• Problem to solve:
All lines from the one with "Need: one point per instance of the rugged" through the end of the records below are to be given again exactly, and nothing else.

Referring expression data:
◆ ◆ ◆
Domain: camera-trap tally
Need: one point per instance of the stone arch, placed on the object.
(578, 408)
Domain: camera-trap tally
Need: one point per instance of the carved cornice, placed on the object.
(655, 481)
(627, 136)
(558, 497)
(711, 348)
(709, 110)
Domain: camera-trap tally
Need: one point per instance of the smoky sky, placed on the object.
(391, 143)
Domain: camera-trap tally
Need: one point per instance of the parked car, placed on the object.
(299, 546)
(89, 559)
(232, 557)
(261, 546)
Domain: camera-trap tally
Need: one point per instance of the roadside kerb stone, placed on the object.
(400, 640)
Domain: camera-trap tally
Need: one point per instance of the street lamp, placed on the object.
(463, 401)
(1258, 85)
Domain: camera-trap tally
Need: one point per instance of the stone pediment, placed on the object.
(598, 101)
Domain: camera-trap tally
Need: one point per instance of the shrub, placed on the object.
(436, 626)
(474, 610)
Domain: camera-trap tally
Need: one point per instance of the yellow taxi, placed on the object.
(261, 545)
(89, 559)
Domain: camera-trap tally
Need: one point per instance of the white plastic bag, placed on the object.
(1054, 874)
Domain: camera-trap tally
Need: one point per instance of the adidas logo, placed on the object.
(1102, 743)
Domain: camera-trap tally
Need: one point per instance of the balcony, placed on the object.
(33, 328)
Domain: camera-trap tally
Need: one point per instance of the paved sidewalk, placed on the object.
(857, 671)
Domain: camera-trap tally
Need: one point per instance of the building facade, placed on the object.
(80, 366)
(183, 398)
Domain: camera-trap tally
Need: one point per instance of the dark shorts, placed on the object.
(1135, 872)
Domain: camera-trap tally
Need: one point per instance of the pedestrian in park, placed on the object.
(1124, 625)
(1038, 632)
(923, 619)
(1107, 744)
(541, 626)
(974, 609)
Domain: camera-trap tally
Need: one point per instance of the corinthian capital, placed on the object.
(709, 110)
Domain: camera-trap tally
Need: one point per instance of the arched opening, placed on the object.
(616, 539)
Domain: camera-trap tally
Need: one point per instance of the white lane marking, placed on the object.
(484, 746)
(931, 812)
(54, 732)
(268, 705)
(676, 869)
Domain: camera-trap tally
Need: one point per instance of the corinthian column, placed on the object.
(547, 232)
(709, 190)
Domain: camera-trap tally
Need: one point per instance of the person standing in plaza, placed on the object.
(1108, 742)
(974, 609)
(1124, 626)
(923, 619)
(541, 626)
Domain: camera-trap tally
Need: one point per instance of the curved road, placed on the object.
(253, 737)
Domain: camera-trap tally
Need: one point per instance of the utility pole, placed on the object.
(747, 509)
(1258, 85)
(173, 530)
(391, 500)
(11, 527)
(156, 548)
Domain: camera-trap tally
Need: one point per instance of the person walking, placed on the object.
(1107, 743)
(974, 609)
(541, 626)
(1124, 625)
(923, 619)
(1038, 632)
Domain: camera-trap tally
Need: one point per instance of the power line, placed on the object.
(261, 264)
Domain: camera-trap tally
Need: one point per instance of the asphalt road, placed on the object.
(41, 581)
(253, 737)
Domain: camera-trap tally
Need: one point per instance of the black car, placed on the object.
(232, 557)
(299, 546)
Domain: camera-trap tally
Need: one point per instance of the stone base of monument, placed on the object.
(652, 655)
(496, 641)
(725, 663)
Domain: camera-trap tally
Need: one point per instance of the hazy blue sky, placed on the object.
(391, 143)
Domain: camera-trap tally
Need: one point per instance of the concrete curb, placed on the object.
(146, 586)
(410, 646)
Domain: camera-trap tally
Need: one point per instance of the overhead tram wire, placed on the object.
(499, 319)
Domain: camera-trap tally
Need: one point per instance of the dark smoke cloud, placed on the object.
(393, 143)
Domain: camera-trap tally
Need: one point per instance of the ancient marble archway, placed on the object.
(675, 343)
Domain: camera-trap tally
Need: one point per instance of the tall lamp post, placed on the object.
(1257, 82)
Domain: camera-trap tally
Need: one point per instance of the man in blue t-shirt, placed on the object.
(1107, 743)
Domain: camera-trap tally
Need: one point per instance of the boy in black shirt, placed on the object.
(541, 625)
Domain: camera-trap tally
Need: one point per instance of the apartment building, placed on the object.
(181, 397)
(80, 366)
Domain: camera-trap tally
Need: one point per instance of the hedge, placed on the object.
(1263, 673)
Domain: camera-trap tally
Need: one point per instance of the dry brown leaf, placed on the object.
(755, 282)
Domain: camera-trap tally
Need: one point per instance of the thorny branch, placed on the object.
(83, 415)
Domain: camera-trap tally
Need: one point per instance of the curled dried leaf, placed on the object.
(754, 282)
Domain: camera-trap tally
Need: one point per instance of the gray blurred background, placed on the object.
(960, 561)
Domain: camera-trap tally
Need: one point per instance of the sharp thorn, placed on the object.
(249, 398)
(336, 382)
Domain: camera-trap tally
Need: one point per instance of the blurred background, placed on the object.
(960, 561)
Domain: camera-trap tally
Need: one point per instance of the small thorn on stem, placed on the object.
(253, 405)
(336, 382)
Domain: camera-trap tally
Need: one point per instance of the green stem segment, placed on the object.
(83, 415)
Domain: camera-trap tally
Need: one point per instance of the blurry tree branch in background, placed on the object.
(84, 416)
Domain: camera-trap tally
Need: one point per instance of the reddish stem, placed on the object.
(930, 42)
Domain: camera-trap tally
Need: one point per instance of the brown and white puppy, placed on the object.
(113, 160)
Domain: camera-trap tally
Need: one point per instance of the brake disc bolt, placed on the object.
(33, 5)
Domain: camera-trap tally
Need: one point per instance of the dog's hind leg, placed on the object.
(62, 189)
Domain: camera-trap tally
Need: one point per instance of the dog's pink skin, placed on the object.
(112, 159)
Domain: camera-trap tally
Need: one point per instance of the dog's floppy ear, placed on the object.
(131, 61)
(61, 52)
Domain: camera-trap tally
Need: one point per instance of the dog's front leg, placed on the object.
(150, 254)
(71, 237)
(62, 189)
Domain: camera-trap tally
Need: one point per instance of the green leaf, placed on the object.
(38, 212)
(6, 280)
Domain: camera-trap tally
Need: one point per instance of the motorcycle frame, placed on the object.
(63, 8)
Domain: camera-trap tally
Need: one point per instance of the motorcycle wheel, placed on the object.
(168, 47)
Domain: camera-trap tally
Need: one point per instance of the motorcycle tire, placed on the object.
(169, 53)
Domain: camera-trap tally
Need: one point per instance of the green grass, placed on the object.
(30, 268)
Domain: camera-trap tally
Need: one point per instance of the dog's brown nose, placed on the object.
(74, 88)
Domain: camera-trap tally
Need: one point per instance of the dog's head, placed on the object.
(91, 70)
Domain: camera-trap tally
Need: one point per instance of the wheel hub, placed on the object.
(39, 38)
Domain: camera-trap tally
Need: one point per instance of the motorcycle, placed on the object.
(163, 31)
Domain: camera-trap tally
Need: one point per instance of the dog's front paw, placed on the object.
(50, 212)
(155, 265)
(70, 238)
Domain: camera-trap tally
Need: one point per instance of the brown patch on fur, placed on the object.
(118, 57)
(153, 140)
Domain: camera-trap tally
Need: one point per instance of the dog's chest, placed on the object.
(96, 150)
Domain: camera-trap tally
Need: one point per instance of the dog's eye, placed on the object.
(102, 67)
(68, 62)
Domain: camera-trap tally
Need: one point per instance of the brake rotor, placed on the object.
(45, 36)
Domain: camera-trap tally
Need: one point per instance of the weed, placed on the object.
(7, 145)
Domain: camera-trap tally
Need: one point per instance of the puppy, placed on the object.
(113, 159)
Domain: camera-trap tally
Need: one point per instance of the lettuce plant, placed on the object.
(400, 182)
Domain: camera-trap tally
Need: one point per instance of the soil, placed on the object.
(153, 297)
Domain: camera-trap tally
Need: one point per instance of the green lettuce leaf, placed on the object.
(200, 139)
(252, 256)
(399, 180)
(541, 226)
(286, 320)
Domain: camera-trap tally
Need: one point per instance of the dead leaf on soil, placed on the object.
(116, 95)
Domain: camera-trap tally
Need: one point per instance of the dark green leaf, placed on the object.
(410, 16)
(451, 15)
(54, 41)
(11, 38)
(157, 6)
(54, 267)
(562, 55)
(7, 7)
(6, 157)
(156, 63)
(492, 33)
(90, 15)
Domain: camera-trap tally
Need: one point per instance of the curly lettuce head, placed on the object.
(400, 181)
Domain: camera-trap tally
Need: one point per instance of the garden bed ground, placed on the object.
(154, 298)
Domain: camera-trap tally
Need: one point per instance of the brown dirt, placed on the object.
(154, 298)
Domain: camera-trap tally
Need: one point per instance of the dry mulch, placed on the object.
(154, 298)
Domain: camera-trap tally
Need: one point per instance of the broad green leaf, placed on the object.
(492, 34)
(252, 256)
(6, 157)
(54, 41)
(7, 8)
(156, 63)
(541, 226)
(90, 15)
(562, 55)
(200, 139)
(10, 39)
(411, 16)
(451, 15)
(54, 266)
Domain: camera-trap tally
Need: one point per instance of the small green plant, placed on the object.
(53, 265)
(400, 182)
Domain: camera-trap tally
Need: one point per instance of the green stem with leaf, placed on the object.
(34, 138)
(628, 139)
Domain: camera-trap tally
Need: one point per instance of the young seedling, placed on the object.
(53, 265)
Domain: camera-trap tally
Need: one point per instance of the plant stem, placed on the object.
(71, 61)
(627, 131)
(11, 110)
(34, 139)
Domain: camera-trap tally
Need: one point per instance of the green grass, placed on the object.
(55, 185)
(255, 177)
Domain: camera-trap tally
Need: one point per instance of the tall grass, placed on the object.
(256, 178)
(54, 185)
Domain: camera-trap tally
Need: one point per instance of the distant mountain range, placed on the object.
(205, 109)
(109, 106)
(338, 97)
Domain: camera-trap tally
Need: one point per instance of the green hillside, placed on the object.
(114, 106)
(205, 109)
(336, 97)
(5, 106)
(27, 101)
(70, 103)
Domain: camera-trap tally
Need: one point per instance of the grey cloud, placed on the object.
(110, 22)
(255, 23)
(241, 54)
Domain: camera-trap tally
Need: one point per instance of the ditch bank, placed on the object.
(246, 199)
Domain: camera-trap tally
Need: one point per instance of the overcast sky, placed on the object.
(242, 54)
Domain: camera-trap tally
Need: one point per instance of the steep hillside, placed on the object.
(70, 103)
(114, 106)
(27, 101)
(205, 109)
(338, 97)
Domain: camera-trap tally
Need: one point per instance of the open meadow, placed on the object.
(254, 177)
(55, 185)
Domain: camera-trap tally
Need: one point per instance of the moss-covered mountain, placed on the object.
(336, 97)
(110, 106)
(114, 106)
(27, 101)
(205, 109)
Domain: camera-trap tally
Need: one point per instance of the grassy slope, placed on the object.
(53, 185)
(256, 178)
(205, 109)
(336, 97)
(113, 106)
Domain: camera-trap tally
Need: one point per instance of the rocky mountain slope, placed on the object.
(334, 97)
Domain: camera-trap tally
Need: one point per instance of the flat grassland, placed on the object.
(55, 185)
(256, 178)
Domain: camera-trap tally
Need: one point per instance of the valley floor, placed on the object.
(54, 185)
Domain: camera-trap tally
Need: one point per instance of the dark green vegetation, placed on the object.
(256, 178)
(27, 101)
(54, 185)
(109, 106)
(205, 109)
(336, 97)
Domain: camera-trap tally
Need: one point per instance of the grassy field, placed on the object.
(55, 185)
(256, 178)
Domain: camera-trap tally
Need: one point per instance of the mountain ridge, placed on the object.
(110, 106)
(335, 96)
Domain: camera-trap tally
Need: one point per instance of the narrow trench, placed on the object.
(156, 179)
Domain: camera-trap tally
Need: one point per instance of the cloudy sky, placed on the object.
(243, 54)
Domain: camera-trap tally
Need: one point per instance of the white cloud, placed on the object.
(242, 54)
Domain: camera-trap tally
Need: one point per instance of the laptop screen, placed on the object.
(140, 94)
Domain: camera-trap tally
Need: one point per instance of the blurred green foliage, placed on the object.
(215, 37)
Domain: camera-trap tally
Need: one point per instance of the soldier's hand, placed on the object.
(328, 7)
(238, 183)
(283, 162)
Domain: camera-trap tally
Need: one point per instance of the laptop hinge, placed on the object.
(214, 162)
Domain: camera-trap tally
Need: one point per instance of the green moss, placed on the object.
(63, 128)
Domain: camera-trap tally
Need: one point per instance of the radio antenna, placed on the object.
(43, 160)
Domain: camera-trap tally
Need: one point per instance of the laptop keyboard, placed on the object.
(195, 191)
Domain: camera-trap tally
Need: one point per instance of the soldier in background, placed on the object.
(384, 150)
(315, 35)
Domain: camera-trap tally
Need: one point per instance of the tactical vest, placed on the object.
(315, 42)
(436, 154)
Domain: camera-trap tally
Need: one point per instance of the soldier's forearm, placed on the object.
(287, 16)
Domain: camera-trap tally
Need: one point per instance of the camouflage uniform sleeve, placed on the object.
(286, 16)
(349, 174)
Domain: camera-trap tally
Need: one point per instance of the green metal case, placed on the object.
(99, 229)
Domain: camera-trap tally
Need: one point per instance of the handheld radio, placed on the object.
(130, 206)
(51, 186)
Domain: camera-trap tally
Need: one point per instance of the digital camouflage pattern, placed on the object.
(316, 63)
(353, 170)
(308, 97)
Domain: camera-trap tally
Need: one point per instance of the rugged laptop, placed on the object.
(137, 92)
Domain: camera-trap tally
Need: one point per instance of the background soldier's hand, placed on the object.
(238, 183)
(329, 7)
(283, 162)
◆ ◆ ◆
• Written solution:
Need: one point per instance of the rugged laptop, placed on the object.
(137, 92)
Domain: camera-trap tally
Need: one point per instance of the background soldier's hand, placed on the object.
(238, 183)
(329, 7)
(283, 162)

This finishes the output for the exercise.